##### PROVIDED RECORDS

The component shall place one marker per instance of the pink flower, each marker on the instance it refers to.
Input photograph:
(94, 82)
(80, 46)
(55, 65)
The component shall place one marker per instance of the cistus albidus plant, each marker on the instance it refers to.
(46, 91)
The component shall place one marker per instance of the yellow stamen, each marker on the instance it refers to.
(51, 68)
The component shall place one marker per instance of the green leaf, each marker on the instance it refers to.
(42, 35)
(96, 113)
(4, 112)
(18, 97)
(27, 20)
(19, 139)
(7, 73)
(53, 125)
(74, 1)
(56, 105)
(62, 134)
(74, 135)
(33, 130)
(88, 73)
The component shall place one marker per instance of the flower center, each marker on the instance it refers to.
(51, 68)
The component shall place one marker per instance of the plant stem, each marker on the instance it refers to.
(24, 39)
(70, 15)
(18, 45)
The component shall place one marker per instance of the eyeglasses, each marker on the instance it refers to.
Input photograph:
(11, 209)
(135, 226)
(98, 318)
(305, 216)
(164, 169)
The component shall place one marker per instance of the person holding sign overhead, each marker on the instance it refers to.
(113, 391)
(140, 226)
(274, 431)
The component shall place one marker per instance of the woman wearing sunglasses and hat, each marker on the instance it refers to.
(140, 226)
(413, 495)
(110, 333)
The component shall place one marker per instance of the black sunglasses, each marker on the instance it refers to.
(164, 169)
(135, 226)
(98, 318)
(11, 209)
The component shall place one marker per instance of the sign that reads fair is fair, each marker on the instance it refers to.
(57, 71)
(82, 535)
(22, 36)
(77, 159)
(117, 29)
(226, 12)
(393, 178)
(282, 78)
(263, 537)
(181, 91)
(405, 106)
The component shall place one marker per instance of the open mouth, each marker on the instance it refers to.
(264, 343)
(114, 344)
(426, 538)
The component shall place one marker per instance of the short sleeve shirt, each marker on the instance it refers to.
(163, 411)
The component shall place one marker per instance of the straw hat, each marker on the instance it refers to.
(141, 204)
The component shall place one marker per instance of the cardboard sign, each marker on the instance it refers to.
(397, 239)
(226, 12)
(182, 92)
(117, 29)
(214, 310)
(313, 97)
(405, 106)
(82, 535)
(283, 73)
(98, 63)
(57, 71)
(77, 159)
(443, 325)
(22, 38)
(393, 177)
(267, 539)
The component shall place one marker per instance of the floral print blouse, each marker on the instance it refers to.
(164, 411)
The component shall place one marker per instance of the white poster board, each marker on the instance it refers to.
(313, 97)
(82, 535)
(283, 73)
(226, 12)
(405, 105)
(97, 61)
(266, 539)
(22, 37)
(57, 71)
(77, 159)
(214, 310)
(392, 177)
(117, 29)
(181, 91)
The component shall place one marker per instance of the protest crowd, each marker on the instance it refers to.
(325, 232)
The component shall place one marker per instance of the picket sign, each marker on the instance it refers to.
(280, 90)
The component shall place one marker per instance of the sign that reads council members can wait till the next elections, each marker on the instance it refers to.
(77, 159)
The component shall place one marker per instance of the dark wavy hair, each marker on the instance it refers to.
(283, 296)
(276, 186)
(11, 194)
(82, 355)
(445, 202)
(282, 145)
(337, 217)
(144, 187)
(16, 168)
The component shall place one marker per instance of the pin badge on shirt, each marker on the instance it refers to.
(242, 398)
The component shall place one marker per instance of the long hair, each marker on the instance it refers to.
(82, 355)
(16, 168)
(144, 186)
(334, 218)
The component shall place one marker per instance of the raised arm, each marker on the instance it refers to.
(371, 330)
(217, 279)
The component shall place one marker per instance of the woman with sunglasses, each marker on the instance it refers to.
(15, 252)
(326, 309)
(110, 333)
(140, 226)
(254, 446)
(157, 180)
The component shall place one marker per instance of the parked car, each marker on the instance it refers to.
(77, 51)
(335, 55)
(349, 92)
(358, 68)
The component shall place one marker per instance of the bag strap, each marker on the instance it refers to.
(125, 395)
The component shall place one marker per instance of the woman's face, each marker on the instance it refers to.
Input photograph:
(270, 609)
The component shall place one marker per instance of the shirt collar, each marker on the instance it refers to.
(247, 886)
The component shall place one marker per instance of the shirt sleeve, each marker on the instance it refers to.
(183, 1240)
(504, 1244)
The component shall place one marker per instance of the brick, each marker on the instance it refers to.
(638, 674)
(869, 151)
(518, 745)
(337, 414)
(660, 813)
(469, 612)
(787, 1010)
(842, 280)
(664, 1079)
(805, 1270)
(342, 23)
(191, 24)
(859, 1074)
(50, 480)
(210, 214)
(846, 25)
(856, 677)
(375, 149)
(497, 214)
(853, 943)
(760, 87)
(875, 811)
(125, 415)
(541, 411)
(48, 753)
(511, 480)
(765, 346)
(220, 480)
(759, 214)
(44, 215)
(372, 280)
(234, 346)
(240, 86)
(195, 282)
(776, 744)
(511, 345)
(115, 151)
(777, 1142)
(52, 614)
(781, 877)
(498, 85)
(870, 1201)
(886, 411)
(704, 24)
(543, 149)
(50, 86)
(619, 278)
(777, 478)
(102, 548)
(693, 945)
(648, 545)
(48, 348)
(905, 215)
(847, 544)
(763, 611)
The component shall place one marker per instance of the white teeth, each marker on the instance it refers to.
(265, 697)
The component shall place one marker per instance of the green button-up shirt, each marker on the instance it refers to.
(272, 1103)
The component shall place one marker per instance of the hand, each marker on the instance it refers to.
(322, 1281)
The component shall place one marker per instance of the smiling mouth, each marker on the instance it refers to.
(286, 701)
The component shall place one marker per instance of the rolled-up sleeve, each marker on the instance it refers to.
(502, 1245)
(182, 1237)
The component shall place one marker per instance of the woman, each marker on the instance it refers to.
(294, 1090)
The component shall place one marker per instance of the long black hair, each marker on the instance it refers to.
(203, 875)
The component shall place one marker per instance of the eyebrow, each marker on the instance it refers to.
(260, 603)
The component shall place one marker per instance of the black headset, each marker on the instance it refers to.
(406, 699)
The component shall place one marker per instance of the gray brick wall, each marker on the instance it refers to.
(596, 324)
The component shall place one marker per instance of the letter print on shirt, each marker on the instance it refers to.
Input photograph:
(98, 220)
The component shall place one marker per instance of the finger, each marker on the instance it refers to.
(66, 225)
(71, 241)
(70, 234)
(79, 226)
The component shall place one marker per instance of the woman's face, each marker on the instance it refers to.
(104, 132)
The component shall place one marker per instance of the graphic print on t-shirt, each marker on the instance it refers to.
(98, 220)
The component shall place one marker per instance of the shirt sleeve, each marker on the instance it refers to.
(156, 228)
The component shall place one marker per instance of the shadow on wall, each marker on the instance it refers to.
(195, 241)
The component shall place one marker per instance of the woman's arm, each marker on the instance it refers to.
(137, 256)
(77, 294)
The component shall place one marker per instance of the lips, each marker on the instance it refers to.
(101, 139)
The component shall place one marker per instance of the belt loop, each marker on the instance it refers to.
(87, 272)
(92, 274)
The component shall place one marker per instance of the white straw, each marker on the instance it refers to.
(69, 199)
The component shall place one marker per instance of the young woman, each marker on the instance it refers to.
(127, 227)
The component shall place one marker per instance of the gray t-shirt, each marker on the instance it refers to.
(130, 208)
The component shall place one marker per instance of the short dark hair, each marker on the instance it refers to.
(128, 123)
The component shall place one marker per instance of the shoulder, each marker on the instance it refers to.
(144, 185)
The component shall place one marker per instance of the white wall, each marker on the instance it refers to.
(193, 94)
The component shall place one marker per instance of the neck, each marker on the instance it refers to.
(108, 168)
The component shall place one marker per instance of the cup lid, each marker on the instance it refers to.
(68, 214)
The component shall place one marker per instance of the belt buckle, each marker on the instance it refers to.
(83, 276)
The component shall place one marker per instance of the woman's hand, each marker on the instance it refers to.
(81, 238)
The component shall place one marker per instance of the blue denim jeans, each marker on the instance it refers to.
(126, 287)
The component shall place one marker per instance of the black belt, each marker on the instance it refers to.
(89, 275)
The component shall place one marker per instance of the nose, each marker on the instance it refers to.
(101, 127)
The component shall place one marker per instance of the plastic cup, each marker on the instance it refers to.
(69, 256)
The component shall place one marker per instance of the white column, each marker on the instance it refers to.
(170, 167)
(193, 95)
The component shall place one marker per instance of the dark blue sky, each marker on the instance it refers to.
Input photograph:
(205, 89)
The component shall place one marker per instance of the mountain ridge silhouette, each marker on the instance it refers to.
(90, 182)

##########

- **WHAT YOU WILL DO**: The answer should consist only of the lines from the one containing "the nose, each" through the last line of the data, given again exactly.

- **ANSWER BOX**:
The component shall place one marker per instance of the nose, each marker on the instance it refers to.
(101, 127)
The component shall place one marker per instance of the plastic cup, each marker on the instance it refers to.
(69, 256)
The component shall place one marker per instance of the white column, each marker on the instance it refers to.
(170, 167)
(193, 95)
The component shall place one marker per instance of the dark blue sky, each marker on the instance it refers to.
Input photograph:
(205, 89)
The component shall place one marker per instance of the mountain ridge silhouette, each marker on the instance it refers to.
(90, 182)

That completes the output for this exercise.